Brian Sanders Part 2 “When Christians Compete”

When Christians Compete: Q&A

Last week, Ted at HisAir was kind enough to post an article I wrote called “When Christians Compete.” Response to that article has been overwhelming. I want to take an opportunity to answer some questions and respond to some comments.

 

Q: Do you think a market should only have one Christian station?

 

A: From a business perspective, the market will determine how many Christian stations it can bear. There are only so many listeners and donors within a specific market. When multiple stations have the same coverage area, someone will eventually get squeezed. That’s just the reality of a capitalist market. When launching a new signal in a market that has a legacy station, you must determine how much market share you can gain and what support you’ll receive. From that, you make the call if it’s enough to sustain the ministry. 

 

Q: Is there a way to cap the number of Christian stations a market has?

 

A: I’m not sure how to accomplish that. I don’t think the industry should come together and say, “This market gets this many stations, and that market gets this many.” Again, I think the cap will be determined by what the market can bear. It may take time, but the market will figure it out.

 

Q: Why do you think this is such a tough topic for people to discuss?

 

A: Because it’s full of emotion. We all love our ministries. Every ministry leader believes they have a vision from God as to what is to be accomplished. That makes all this deeply personal. When a competitor launches a signal in a market where we already exist, it can feel like an affront to what we’ve been called to do. Let me give an example; I recently listened to a fundraiser for a signal expansion. This ministry is launching a new signal where two other stations already exist. The on-air host said, “Give now and help us reach an area that is under-served with the gospel.” Ministry leaders who already have a thriving radio ministry heard the host say that. How do you think it hit the hearts of those who already serve there to hear someone say, “the area is under-served with the gospel?” It’s that kind of stuff that makes it hard for leaders of various ministries to have real conversations and form partnerships. It undercuts trust.

 

Q: When a ministry is going to launch a new signal in a market where a legacy station already exists, does the ministry launching the new signal at least owe a phone call or a visit to the legacy station?

 

A: Why would they?

 

Q: To explain their mission and vision and perhaps even build a better working relationship. Thoughts?

 

A: I understand the intent behind the question. The idea being that we’re all Christians, and everyone should get along and not be upset or concerned when a competitor comes to town. Allow me to answer the question this way, if you want to call or have a coffee – do it. If you don’t, then don’t. Scripture doesn’t mandate that we do either. There’s Christian freedom in that area. When PAR launched our Joy FM format (Southern Gospel) in Maryland and Delaware, I called Bill Sammons at The Bridge. I let him know what our plans were and so on. Bill was appreciative of the call. He even said he’d help get the word out about the station. I’m thankful for Bill’s example and kindness. 

 

Q: Your answer to that question was guarded. What am I picking up on? There’s something underneath that seems to frustrate you.

+--

» ASSIGNMENT:
Continue the Q&A on Christian radio stations competing in the same market, starting after its final question.

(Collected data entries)
+--

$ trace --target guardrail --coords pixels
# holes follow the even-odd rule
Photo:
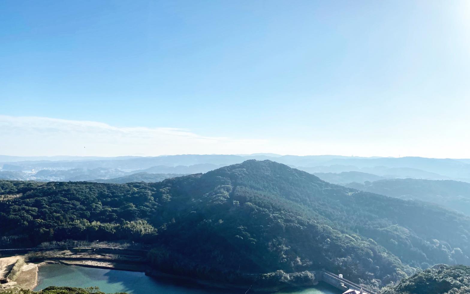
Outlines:
[[[370,290],[369,290],[368,289],[367,289],[364,286],[361,286],[360,285],[358,285],[355,283],[354,283],[353,282],[351,282],[351,281],[347,280],[344,278],[339,278],[339,277],[338,277],[337,275],[334,274],[332,272],[325,270],[323,271],[323,273],[324,274],[328,275],[329,276],[333,278],[335,278],[339,281],[341,281],[343,283],[347,284],[349,286],[351,286],[353,288],[357,288],[357,290],[358,290],[358,291],[362,290],[362,291],[367,292],[367,293],[368,293],[368,294],[378,294],[377,293],[376,293],[375,292]]]

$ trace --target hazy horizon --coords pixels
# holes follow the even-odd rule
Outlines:
[[[21,2],[1,154],[470,158],[468,1]]]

+--

» ANSWER AREA:
A: Let’s use some candor. I believe in competition. I encourage other stations across America to expand and grow their ministries. PAR is expanding. Other ministries launch signals on top of us. Here’s the rub…there’s this drumbeat of “unity.” The mantra that we’re all on the same team. People email or text and say, “Don’t forget, we’re all on team Jesus.” Again, I get it. But when a competitor launches a signal on top of us…or possibly four signals on top of us…that doesn’t feel very unifying. That’s me being gut raw honest. I’m sure when we launch a signal in a market where someone else is, it doesn’t feel very unifying to them. For me, everyone is competing against each other and trying to win market share, but then we’re told to be “unified”…that falls flat to me. It seems “plastic.” And that could be my own heart, where I need to grow in the fruit of the Spirit. Want some more raw honesty? Kind of hard for me to be unified with some who have a goal of putting other ministries out of business. Again, I may have said too much, and I need to grow in grace. I fully own that about myself.

 

Q: What would you say is the cure to toxic leadership?

 

A: Candor. At PAR, we have Amnesty Sessions. We’ve done these for years. I do these monthly with my direct reports, and then I do them quarterly in the field, visiting various stations and departments. During these sessions, I gather the team, and we have an honest discussion. During that Amnesty session, they can say whatever they want, and they can’t get fired. I ask questions like, “When you go home in the evening, what are those things you complain about? What is it about your work that frustrates you? What decisions have I made that have aggravated you? Is there something I’m doing that needs to improve? How can I serve better? What information do you need? How can we make this place better?” Those are real questions I ask. And they work. Let’s be real; you must have trust built between you and the team. But we’ve built that trust. Have those sessions made PAR a better place? Yes. Have they made me a better leader? Yes. Is it a reminder that Brian Sanders isn’t all that? Oh yes. I’m here to serve them; they’re not here to serve me. Candor and trust will cure toxic leadership if the leader listens and learns.

 

 

Q: Who or what is Christian radio’s true competitor?

 

A: Anything or anyone that distracts you from listening. I read the other day that the CEO of Netflix announced that their biggest competitor is sleep. He wants their content to be so good that you’ll skip sleep to watch. May our content be so good that people will ignore a distraction to keep listening.

 

Q: Since last week’s article was published, you and your wife got some news. Do you mind sharing that?

 

A: Very kind of you to ask. Last Monday, my wife had a mammogram, a 3D mammogram, and an ultrasound. The doctor told Kayla that there is an “area of concern” and that the “cells are not normal.” She has a biopsy on June 1st. So now we wait. Pray for her, please. Pray that all would be well. Pray that I would love and serve her well during this season. I can be rather impatient, and that isn’t what is needed right now. But I’m praying it’s nothing to worry about. I simply ask you to pray. She’s my rock and world. Thanks for asking.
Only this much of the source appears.